### 本文抜粋
劇場公開日 2024年8月30日

「モモコの心の表現」愛に乱暴 R41さんの映画レビュー(感想・評価)

5.0モモコの心の表現

2025年1月20日
PCから投稿
鑑賞方法:VOD

何とも不思議な作品
物語そのものはわかりにくくないものの、その意味していることに対する解釈は非常に難しく感じる。
基本的に描かれているのがモモコという人物で、その心理描写を映像だけで表現している。
彼女は普通の主婦であり、リフォームの話もあるように、改善箇所は古い住宅だけのように思える。
そのリフォームの話も進んでいたようだが、何故か夫のマモルは関心を示さないことで、この物語の不穏な部分が醸し出される。
発端は猫がいなくなったこと。
そもそも捨て猫に餌付けしていたモモコだったが、子供のいない寂しさがそこに垣間見れ、同時に様々な些細な影も見えてくる。
このスタートの空気感は「ねじ巻き鳥クロニクル」と似ている。
この染みのように舞い落ちてきたことが、やがて大きな問題がやってくることを告げている。
だが、ねじ巻き鳥とは違い、猫は帰ってこない。
猫はモモコ自身であり、最後にそれが靴音となって示される。
「明日からゴミは別々に出しませんか?」「もう今日からよ」
他人となったかつての義母
青いアイスキャンデーをかじるモモコの着ている真っ赤な服は、腹が煮えくり返っている象徴だろうか?
解体工が壊していたのはモモコたちが住んでいた離れだ。
「私はここを売ろうと思っているの。あなたは離れを自由にしていいわ」
タイトル 「愛に乱暴」
些細な他人への気遣いや気配りという日本人らしい気質を持つモモコ
会社を辞めて8年
この間にあったコロナ渦によって、日本人の日本人らしい気質や常識が大きく変化してしまったことを監督は忍ばせているようにも感じた。
彼女が持っていた常識的感覚は、夫が「ありがとう」と言わないことや、義母のいつもの含みのあるような態度と「また何かかくしているんじゃない?」という言葉、すべてがモモコの気遣いに対するありがた迷惑のような態度として示めされることで次第にモモコ自身が狂っていくようだ。

### 課題
レビューの「彼女は普通の主婦であり、リフ」から「猫はモモコ自身であり、最後にそれが靴音となって示される。」までの部分を、「リフォーム」を「改築」に置き換えて書き直してください。

### 提供データ
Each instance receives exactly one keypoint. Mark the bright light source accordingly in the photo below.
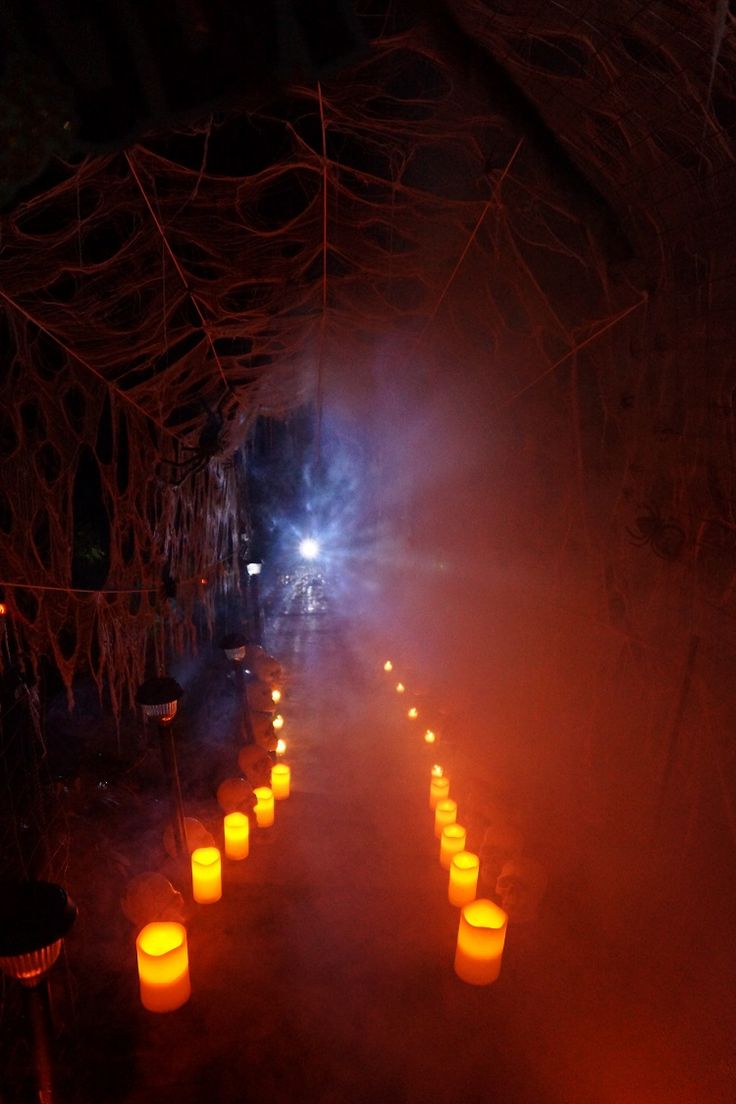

### 最終結果
彼女は普通の主婦であり、改築の話もあるように、改善箇所は古い住宅だけのように思える。
その改築の話も進んでいたようだが、何故か夫のマモルは関心を示さないことで、この物語の不穏な部分が醸し出される。
発端は猫がいなくなったこと。
そもそも捨て猫に餌付けしていたモモコだったが、子供のいない寂しさがそこに垣間見れ、同時に様々な些細な影も見えてくる。
このスタートの空気感は「ねじ巻き鳥クロニクル」と似ている。
この染みのように舞い落ちてきたことが、やがて大きな問題がやってくることを告げている。
だが、ねじ巻き鳥とは違い、猫は帰ってこない。
猫はモモコ自身であり、最後にそれが靴音となって示される。